Work instructions:
Keep only those lines of the records that include the string "item".

Stored data:
::::::

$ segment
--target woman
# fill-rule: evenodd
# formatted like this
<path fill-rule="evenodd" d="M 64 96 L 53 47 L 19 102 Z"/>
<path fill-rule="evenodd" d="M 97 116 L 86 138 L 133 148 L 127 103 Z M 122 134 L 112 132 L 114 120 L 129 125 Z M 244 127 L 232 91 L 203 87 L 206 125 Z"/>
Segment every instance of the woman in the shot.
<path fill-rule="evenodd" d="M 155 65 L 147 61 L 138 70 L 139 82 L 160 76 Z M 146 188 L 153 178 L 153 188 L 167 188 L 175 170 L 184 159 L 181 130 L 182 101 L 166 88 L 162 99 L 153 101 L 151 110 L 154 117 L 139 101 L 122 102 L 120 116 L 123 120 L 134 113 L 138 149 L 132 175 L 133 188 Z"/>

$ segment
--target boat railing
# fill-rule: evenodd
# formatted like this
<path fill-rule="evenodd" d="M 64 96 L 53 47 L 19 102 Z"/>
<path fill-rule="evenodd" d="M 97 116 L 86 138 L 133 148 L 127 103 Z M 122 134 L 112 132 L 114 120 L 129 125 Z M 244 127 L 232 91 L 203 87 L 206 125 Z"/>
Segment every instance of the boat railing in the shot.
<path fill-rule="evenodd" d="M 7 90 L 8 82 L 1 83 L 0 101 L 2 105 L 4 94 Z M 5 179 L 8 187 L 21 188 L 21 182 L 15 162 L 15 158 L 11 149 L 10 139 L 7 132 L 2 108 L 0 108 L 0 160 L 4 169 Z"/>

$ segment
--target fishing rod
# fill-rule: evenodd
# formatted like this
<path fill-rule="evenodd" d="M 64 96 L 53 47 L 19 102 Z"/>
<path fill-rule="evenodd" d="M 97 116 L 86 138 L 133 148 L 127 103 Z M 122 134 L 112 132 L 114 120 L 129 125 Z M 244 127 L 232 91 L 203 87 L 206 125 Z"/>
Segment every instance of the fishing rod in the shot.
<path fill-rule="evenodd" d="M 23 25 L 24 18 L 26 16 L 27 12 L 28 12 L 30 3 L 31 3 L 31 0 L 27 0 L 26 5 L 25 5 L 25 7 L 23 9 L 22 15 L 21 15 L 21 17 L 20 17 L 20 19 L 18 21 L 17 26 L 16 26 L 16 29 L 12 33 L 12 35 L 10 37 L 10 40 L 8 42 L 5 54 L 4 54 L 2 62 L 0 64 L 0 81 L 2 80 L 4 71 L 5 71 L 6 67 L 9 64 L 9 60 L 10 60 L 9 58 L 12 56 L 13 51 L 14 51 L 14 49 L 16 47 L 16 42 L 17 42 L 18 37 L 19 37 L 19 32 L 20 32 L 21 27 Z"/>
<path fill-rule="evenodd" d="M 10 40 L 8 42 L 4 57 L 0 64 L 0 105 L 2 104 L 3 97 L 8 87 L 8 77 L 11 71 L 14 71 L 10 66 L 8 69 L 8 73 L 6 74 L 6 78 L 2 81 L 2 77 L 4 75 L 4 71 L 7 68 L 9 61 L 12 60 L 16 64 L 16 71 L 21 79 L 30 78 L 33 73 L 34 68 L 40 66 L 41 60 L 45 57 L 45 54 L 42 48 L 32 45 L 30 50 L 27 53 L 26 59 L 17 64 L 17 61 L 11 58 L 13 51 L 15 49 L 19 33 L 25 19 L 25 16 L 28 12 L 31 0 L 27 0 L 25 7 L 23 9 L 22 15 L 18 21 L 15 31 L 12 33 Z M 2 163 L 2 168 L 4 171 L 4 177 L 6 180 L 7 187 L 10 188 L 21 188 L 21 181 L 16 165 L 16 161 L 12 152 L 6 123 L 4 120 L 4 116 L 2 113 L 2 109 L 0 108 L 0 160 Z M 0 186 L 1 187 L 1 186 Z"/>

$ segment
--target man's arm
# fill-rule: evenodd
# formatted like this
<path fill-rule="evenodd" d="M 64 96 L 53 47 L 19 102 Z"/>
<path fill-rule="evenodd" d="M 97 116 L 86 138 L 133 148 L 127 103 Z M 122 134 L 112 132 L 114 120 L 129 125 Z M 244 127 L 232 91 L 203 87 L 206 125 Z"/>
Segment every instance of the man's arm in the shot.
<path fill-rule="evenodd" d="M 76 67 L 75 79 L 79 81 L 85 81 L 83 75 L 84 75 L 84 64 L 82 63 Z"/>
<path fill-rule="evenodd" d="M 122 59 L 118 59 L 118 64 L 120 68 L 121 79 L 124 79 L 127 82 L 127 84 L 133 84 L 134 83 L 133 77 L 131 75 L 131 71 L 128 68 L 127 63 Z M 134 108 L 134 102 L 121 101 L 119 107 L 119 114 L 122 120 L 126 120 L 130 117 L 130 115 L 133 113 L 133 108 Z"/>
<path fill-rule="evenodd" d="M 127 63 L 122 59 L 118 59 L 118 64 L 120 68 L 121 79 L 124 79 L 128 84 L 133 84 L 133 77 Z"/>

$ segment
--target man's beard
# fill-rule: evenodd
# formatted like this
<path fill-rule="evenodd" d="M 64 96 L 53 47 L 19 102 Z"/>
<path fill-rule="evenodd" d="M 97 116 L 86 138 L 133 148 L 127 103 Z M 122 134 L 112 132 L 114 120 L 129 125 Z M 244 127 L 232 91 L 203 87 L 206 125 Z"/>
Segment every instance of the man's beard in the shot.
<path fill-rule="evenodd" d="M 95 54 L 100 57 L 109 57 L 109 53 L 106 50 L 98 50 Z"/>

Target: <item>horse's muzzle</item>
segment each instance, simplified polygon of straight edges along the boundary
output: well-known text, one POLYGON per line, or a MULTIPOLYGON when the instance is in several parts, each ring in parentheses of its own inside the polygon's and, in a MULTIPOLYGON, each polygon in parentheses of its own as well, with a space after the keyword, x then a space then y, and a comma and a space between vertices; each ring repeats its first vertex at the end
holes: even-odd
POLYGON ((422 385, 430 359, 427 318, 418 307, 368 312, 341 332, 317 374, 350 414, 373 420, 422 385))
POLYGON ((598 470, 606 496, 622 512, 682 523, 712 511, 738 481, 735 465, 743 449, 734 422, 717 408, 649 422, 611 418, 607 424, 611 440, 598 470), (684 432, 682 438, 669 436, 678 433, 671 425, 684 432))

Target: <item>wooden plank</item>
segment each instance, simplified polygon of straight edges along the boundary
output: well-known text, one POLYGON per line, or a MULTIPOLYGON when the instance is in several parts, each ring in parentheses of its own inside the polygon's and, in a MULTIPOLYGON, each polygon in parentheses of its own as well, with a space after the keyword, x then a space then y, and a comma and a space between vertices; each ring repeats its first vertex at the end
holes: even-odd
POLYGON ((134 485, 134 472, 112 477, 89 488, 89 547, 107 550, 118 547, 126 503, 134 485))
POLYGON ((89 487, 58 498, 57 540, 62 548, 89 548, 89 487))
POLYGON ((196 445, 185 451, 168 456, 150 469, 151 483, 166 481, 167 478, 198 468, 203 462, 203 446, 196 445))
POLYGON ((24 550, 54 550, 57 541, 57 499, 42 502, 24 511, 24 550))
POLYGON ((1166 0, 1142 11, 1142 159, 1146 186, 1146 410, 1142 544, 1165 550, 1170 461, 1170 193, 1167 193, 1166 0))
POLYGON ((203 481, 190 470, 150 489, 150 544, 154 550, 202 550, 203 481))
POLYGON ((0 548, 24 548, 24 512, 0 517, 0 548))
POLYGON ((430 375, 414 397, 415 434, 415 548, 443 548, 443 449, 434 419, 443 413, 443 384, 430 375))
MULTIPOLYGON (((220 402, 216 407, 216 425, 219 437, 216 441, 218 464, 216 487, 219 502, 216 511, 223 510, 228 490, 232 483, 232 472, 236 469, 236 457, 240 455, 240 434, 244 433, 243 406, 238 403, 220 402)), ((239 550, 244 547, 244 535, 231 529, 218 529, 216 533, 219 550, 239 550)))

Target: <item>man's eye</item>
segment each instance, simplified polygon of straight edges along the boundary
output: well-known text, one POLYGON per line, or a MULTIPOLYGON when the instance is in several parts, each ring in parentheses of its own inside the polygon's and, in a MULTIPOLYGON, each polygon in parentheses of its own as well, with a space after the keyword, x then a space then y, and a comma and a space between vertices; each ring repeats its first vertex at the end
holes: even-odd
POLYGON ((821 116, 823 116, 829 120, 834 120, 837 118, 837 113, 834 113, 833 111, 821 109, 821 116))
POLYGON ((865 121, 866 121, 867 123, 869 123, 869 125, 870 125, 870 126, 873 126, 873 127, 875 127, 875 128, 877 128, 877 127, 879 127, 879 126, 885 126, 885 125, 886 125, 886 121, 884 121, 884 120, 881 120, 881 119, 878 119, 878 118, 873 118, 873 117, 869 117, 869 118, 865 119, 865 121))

::::::

Expected answer:
Target: <item>horse's muzzle</item>
Target: <item>wooden plank</item>
Target: <item>man's eye</item>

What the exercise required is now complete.